#### DATA:
####
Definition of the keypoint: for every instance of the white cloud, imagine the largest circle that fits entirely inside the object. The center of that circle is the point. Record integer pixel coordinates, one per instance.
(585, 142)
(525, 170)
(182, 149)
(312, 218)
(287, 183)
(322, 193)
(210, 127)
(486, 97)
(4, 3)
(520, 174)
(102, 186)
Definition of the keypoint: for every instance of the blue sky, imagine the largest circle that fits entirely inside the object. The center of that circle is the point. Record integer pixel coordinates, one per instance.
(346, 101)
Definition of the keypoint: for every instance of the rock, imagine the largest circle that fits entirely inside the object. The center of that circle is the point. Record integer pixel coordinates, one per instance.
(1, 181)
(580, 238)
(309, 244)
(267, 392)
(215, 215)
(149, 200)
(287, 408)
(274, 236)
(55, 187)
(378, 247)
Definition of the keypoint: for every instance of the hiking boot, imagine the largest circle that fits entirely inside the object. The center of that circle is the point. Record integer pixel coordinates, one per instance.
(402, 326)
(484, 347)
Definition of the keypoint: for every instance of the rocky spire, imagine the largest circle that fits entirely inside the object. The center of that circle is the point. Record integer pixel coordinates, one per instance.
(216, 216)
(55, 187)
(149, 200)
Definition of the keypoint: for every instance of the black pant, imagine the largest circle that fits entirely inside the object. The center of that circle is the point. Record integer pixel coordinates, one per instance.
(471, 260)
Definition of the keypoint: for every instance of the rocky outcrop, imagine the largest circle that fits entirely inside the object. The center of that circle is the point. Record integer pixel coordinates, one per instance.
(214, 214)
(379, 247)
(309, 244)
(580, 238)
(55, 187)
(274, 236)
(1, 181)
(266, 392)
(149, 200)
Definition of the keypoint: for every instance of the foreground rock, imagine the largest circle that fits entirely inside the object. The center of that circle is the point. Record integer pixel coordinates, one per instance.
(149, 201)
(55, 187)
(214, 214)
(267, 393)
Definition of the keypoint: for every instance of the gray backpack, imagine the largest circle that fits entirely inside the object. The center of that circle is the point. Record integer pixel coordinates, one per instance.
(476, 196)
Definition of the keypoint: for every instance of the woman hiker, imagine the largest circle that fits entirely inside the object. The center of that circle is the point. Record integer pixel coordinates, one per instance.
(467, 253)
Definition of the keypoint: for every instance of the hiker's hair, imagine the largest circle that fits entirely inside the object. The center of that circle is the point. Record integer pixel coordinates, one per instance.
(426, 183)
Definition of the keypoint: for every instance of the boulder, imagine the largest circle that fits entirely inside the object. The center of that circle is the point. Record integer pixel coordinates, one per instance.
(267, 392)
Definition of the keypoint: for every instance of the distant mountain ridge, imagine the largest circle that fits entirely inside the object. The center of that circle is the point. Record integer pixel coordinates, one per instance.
####
#### EXERCISE REQUIREMENTS:
Copy out, word for word, the part of the items above that opens with the line containing "the boulder, imagine" and closes with the last line of the items.

#### SOLUTION TO THIS EXERCISE:
Definition of the keypoint: for every instance of the boulder, imagine the largest circle that fits entirely inside the object. The center of that circle is the point. Record integer pixel coordinates, one per instance.
(267, 392)
Definition of the keypoint: for every instance of the distant mountain ridge, imagine the largest circle that fits entirely inside the object. The center of that circle is the point. Record integer pixel coordinates, one per instance.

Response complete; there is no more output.